EXERCISE DATA:
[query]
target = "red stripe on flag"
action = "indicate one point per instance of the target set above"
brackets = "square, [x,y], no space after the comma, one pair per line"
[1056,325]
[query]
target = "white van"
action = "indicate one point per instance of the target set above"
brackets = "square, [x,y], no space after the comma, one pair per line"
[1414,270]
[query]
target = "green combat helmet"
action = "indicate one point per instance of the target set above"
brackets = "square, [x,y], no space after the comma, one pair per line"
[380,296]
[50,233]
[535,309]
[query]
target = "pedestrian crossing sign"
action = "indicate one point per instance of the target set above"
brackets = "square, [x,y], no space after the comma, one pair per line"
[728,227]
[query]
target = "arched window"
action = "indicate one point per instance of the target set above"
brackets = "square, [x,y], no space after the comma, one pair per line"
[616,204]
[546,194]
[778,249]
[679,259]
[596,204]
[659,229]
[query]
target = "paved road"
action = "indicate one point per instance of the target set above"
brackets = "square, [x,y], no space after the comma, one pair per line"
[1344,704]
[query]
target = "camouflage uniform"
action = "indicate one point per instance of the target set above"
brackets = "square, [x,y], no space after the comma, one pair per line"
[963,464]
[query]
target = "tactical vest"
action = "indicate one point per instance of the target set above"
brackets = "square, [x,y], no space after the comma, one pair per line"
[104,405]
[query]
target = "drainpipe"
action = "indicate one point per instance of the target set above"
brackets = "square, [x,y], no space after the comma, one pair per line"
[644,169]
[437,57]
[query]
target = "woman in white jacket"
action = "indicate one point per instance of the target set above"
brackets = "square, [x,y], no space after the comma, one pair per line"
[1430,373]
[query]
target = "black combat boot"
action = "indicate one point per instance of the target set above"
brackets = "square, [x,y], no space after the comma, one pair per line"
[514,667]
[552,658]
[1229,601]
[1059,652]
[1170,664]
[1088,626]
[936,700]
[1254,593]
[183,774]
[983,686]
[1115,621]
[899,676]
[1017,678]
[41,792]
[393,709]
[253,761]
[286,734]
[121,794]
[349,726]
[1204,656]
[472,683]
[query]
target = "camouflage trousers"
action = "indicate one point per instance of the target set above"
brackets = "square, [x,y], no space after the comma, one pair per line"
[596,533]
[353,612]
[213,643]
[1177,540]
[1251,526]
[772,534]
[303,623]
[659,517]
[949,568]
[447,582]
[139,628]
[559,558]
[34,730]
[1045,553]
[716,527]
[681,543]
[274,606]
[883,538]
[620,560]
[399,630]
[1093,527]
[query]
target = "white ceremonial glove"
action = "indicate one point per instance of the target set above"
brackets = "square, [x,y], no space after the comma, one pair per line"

INSTRUCTION: Copy out the full listing exactly.

TASK RESPONSE:
[query]
target = "red stripe on flag"
action = "indicate one point per instance of the target set above"
brackets = "square, [x,y], no space after the comma, one pair per line"
[1056,325]
[query]
target = "white van"
action = "indicate one point per instance of the target set above"
brackets = "square, [x,y], no space after the comma, one pair per line"
[1414,270]
[query]
target = "green combat helmet"
action = "indicate one point per instance of the target set above"
brackets = "square, [x,y], no space after the comma, one pair per line"
[380,296]
[50,233]
[535,309]
[query]
target = "pedestrian crossing sign"
action = "indicate one point per instance of the target set above"
brackets = "square, [x,y], no space after the comma, one pair per line"
[728,227]
[query]
target = "arched window"
action = "indicate one point per instance of the target set above"
brackets = "square, [x,y], no space after the comma, one pair per line"
[616,204]
[546,194]
[778,249]
[679,259]
[596,204]
[659,229]
[query]
target = "paved road"
action = "indicate one point per instance of the target set above"
brackets = "square, [x,y], no space after the comma, one pair per line"
[1344,704]
[query]
target = "camouflage uniform"
action = "indicate one point per instance of the target set above"
brackets = "square, [x,y], no space after the comma, one pair per line"
[963,464]
[query]
target = "tactical vest"
action = "indicate one point per instance of the target set above"
brackets = "square, [x,y], no space after the comma, one pair per line"
[104,405]
[query]
target = "drainpipe"
action = "indicate one point per instance of the target set above"
brackets = "square, [x,y], no space after the comma, one pair per line"
[644,169]
[437,57]
[query]
target = "woman in white jacket"
action = "indicate one point per instance of the target set above"
brackets = "square, [x,y], no space after the comma, one pair per line"
[1430,373]
[query]
target = "black combat boot"
action = "indicate one point per instance of the target set above"
brackets = "square, [x,y], no space after the comma, one pair per line"
[514,667]
[552,658]
[1229,601]
[1059,652]
[1170,664]
[1088,626]
[936,700]
[1254,593]
[183,774]
[983,686]
[1115,621]
[899,676]
[1017,678]
[41,792]
[393,709]
[253,761]
[286,734]
[121,794]
[349,726]
[1204,656]
[472,683]
[query]
target = "camouflage trousers"
action = "indicate one point per instance of the target set above"
brackets = "square, [x,y], no space after the comma, one pair per line"
[596,533]
[353,612]
[213,643]
[1177,540]
[1251,526]
[772,534]
[303,623]
[659,517]
[949,568]
[447,582]
[139,628]
[559,558]
[34,730]
[1045,553]
[716,527]
[681,543]
[274,606]
[883,538]
[620,560]
[399,630]
[1093,527]
[query]
target = "white ceremonial glove"
action = "indicate one point per instance of the target set above"
brackets = "square, [x,y], no space after the comma, one pair per line"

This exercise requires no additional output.